→ **TASKS TO COMPLETE**:
a – In the article about the kidney charity's new initiative, who donated a kidney to James Nolan?
b – Carry on the article about the kidney charity's new initiative, starting after its final sentence.

→ **QUOTED PASSAGE**:
= = =

Local kidney charity's latest initiative announced
Kilcullen GAA's Paul Bell will be riding in this year's Punchestown Charity Race. |
Today is World Kidney Day, and the Punchestown Kidney Research Fund founded by Kilcullen kidney transplant recipient James Nolan is taking the opportunity to announce a new initiative, writes Brian Byrne.
In partnership with the Irish Kidney Association, the PKRF is setting up a volunteer-led service to discuss concerns around kidney disease with people recently diagnosed.
"When people are initially given the diagnosis they go into a kind of shock and don't always take in what they are being told," says James, who is alive and well today thanks to receiving a donated kidney from his sister Catherine decades ago. "I have come across this many times, and it also applies to their families in many cases. So for some time in PKRF we have been looking how we can address it."
The service, which it is hoped to have up and running in the next six months, will provide a cadre of people living with kidney disease who are trained to talk with the newly diagnosed and answer all their questions and fears.
"It will require finding the right person to run the service, and then recruiting volunteers who will be properly trained in doing this," says James, who has championed the cause of organ donor awareness all his adult life.

= = =

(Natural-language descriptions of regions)
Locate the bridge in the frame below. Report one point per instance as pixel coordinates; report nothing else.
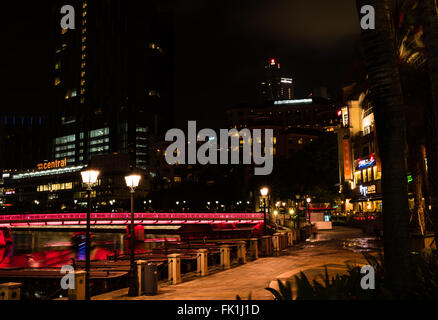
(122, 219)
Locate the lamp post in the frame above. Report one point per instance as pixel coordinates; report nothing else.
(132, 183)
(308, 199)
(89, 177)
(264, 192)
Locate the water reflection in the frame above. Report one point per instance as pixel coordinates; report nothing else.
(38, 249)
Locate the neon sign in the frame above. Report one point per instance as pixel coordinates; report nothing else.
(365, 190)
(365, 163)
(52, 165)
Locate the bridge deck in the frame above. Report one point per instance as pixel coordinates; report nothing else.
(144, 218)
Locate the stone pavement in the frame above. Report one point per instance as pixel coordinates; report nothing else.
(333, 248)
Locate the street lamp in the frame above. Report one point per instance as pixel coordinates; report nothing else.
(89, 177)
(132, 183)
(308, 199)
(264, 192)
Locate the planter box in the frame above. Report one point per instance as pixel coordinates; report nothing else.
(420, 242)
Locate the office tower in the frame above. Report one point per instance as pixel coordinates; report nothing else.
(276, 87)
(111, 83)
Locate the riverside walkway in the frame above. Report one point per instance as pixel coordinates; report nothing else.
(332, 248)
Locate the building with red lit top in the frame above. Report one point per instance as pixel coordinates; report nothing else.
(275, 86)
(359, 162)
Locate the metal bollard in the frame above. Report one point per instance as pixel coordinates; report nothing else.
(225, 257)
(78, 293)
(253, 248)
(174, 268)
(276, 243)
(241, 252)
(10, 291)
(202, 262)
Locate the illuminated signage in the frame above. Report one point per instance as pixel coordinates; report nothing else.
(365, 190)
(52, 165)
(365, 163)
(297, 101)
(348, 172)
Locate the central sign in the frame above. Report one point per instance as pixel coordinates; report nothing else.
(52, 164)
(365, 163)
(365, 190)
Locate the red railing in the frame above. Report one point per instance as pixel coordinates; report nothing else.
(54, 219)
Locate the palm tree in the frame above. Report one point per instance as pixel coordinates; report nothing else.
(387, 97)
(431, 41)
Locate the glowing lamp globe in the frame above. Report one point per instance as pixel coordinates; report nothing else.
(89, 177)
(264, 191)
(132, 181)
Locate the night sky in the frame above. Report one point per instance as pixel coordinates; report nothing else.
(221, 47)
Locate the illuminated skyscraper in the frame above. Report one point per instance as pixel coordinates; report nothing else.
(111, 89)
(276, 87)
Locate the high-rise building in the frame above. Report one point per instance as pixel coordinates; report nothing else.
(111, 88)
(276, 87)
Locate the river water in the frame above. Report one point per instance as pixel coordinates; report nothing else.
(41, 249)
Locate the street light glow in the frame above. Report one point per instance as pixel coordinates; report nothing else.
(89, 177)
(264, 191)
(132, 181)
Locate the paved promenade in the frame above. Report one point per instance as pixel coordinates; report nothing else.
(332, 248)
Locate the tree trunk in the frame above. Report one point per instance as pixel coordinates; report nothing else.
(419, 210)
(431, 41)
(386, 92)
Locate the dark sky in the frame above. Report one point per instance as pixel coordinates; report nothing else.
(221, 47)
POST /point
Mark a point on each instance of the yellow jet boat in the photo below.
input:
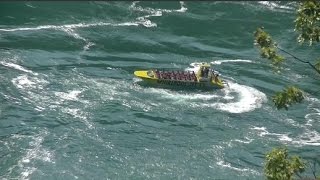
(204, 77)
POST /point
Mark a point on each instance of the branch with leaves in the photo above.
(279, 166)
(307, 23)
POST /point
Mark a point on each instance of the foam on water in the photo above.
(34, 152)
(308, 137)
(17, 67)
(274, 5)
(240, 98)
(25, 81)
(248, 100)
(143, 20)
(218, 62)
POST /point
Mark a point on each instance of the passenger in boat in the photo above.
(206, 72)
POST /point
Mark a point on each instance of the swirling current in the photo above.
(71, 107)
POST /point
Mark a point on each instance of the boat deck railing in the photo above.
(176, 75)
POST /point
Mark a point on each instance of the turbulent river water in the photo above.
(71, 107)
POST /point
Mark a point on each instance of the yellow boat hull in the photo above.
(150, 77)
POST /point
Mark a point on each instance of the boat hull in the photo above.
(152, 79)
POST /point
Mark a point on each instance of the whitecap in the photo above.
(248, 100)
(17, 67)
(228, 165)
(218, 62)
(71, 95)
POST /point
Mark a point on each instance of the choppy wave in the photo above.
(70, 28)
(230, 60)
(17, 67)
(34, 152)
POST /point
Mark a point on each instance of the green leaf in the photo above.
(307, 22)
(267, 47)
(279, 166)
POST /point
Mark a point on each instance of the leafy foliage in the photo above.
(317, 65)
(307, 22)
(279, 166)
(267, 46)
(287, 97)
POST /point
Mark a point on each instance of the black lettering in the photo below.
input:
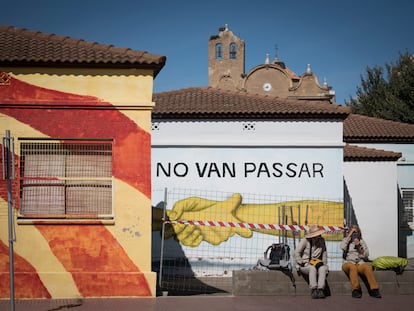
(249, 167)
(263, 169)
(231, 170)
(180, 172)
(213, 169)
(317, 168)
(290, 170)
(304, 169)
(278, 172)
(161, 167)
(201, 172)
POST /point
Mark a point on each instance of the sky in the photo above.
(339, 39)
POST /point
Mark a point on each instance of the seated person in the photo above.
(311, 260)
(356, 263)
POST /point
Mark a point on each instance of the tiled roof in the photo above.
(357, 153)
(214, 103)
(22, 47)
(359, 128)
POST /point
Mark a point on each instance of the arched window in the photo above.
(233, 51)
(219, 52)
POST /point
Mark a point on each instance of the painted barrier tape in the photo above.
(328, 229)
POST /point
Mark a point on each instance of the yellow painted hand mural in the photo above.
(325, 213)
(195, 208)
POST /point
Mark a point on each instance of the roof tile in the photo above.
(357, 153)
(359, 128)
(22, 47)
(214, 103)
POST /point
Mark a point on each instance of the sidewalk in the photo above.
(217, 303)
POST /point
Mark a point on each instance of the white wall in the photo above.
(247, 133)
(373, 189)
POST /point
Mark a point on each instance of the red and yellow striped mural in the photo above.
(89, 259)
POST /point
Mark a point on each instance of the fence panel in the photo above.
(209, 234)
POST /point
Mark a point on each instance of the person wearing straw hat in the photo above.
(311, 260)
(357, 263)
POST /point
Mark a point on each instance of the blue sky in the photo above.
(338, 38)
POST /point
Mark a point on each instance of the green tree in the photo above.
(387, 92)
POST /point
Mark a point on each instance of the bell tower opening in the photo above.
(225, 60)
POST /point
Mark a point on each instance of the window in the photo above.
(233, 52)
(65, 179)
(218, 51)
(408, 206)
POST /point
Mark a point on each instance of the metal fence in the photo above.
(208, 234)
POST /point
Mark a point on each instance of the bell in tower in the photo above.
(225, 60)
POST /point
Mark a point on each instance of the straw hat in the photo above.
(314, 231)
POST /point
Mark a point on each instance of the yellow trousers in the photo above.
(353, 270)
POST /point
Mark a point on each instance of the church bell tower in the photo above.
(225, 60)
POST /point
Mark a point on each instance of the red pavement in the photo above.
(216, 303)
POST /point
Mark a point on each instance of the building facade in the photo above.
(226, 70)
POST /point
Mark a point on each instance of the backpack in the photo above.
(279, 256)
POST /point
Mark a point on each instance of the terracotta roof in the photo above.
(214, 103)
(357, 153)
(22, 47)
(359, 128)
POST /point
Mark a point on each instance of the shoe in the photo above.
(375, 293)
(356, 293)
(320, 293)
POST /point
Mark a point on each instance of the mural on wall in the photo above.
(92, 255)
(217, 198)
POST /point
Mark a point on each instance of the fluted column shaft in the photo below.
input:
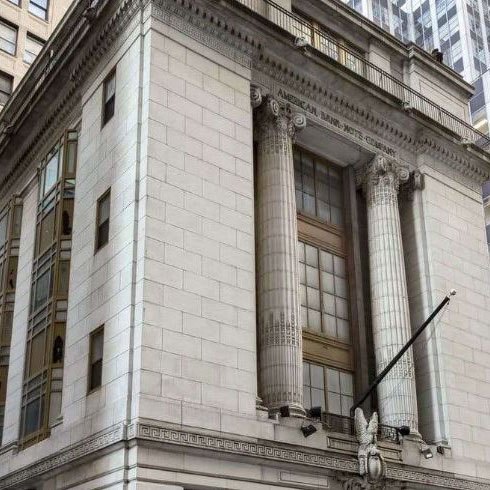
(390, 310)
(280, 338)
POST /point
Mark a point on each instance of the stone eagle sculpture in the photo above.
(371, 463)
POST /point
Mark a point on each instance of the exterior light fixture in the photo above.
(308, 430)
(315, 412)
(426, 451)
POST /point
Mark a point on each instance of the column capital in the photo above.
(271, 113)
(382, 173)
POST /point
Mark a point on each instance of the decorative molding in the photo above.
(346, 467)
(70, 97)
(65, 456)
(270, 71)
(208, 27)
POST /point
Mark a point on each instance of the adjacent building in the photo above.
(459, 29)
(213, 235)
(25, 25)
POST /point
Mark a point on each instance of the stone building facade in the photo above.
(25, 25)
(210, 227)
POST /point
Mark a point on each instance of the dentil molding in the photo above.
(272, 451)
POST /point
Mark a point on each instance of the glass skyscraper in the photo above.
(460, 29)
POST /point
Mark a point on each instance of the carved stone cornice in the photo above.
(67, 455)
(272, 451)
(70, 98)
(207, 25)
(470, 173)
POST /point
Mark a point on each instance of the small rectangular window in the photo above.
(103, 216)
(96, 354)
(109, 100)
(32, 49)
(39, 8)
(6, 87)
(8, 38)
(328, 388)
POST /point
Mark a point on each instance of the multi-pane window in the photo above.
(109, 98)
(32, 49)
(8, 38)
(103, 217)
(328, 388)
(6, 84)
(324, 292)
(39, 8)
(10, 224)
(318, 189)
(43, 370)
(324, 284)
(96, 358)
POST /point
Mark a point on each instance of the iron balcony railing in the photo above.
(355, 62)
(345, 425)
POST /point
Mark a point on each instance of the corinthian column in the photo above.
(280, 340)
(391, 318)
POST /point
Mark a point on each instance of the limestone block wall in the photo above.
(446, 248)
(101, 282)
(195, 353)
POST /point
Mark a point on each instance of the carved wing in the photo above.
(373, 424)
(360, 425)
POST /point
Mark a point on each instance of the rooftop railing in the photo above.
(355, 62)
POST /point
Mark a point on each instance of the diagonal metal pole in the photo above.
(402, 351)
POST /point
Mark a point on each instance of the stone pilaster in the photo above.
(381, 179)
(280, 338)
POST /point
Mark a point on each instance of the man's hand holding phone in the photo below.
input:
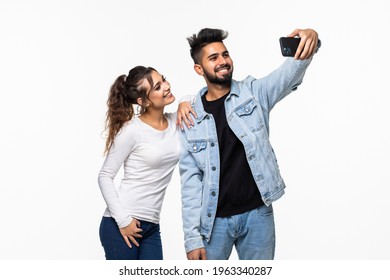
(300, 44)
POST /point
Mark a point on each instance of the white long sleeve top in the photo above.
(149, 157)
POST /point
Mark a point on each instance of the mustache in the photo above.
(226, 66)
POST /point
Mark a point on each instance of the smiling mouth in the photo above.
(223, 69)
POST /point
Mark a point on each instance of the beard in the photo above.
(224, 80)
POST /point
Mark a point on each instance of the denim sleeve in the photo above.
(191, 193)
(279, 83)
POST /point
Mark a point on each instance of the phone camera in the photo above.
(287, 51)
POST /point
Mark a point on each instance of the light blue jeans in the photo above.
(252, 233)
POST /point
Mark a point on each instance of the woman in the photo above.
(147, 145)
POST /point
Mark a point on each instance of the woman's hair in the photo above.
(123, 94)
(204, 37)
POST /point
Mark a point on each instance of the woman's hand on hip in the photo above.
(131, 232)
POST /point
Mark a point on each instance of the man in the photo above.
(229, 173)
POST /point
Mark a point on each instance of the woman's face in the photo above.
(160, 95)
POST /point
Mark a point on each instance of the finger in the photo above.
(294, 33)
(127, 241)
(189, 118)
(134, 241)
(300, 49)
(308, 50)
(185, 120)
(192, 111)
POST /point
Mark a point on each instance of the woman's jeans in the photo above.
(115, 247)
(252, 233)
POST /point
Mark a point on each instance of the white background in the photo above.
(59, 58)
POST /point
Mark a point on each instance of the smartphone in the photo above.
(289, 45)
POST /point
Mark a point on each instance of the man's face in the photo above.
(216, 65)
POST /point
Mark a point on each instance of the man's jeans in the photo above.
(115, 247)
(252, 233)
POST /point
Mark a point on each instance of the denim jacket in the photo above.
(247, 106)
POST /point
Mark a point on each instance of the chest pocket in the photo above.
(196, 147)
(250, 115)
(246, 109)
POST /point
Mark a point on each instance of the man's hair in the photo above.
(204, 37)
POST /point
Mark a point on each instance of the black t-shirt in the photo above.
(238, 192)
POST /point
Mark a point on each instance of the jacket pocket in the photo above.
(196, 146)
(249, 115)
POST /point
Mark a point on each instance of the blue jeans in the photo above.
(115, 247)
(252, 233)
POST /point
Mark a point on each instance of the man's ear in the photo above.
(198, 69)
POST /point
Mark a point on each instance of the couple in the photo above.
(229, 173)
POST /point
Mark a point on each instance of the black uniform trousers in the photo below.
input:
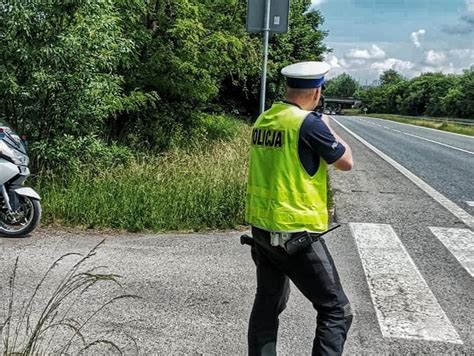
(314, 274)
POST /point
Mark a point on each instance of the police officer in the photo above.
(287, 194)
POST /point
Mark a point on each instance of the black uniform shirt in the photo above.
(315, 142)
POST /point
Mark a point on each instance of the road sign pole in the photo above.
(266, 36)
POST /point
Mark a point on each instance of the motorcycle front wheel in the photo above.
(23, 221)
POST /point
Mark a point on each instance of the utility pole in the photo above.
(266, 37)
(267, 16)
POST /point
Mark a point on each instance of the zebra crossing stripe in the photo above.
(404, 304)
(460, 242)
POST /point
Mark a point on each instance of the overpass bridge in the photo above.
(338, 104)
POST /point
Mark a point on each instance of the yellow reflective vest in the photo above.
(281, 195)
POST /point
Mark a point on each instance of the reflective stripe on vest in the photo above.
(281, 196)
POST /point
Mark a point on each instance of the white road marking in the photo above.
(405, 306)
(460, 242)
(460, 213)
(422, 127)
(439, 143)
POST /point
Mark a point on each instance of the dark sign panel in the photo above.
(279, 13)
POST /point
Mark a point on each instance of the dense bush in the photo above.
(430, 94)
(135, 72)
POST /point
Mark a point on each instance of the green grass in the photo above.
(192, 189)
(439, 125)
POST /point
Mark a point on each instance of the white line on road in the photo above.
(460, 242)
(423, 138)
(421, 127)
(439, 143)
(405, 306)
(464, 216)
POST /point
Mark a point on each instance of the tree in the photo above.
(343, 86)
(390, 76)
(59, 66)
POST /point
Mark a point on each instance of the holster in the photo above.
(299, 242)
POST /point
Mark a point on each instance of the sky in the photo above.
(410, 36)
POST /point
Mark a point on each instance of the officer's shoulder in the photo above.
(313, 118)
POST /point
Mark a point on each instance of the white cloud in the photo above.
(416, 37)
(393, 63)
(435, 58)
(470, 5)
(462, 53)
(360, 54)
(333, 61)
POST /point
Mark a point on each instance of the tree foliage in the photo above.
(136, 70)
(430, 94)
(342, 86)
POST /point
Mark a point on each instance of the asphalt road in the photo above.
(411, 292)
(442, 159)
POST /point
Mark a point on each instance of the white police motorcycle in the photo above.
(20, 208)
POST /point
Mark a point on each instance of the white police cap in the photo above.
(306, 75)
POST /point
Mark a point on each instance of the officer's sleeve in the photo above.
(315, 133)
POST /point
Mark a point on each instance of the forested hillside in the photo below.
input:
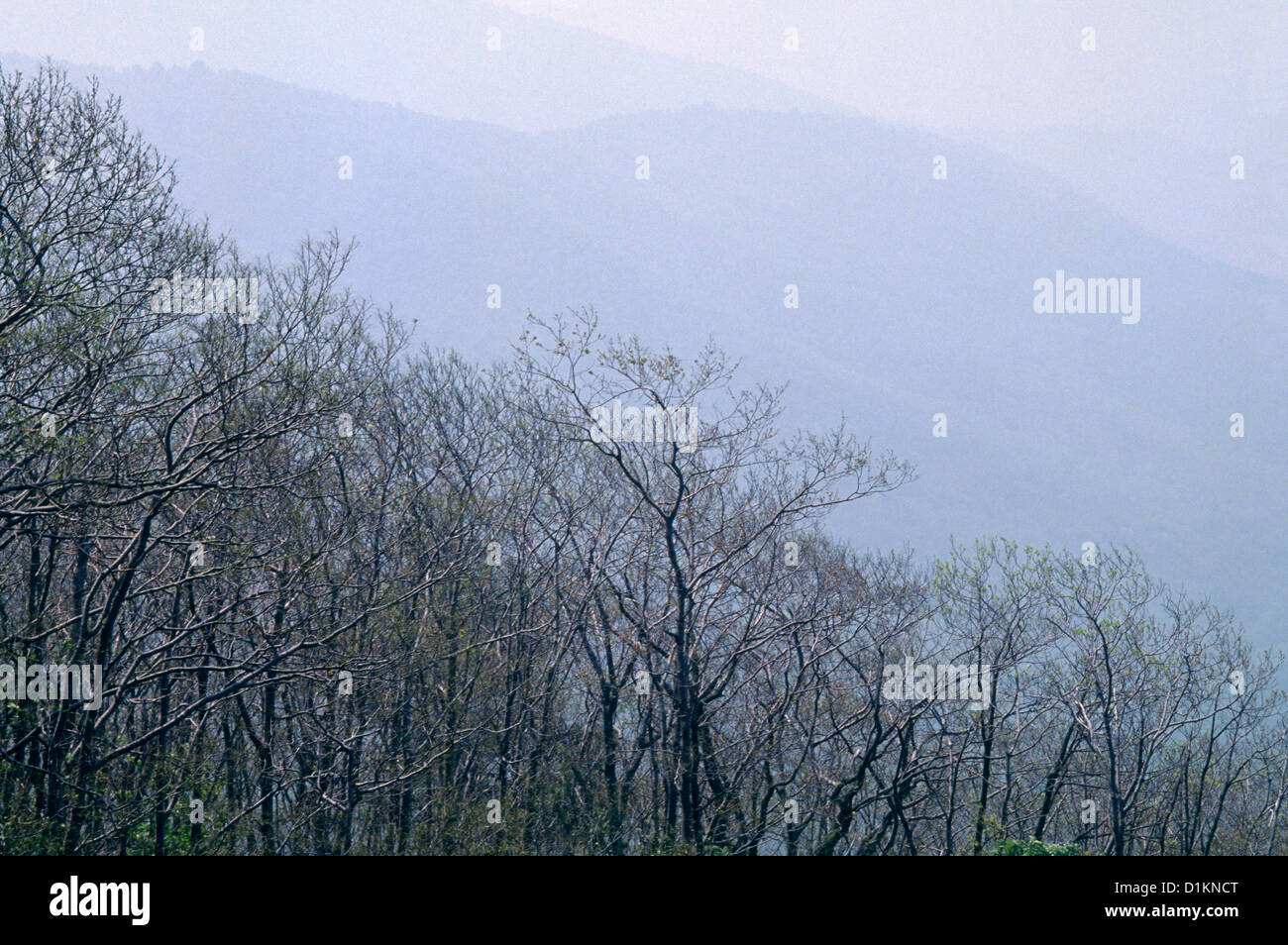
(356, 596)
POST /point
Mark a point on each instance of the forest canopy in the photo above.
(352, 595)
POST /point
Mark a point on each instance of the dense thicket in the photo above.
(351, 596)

= = =

→ **ANSWERS BY ITEM NUMBER**:
a – His sister Catherine donated a kidney to him.

b –
Since it was founded, PKRF has provided a wide range of support activities for people living with kidney disease, raising some €1,570,000 to enable this. The Fund has supported many initiatives including the landmark project — a state of the art renal unit in Temple Street Children’s Hospital, contributed to the refurbishment of the dialysis unit at Sligo General Hospital, provides support to continuous research programmes and sponsored trips to ski camps for younger kidney patients.
The key PKRF fundraiser is the last race of the Punchestown Festival each year, a charity sweepstake where amateur riders raise sponsorship money. This year will be the 33rd anniversary of the race, on Saturday 30 April.
One of the riders will be Kilcullen man Paul Bell, who was a member of the Kilcullen GAA Senior Football Team that won the Junior County Championship earlier this year.
"It's great to have someone from Kilcullen in the race," says James Nolan. "Apart from working to be fit for the football, he was also taking the time to ride out and get his licence from the RACE riding apprentice school in Kildare."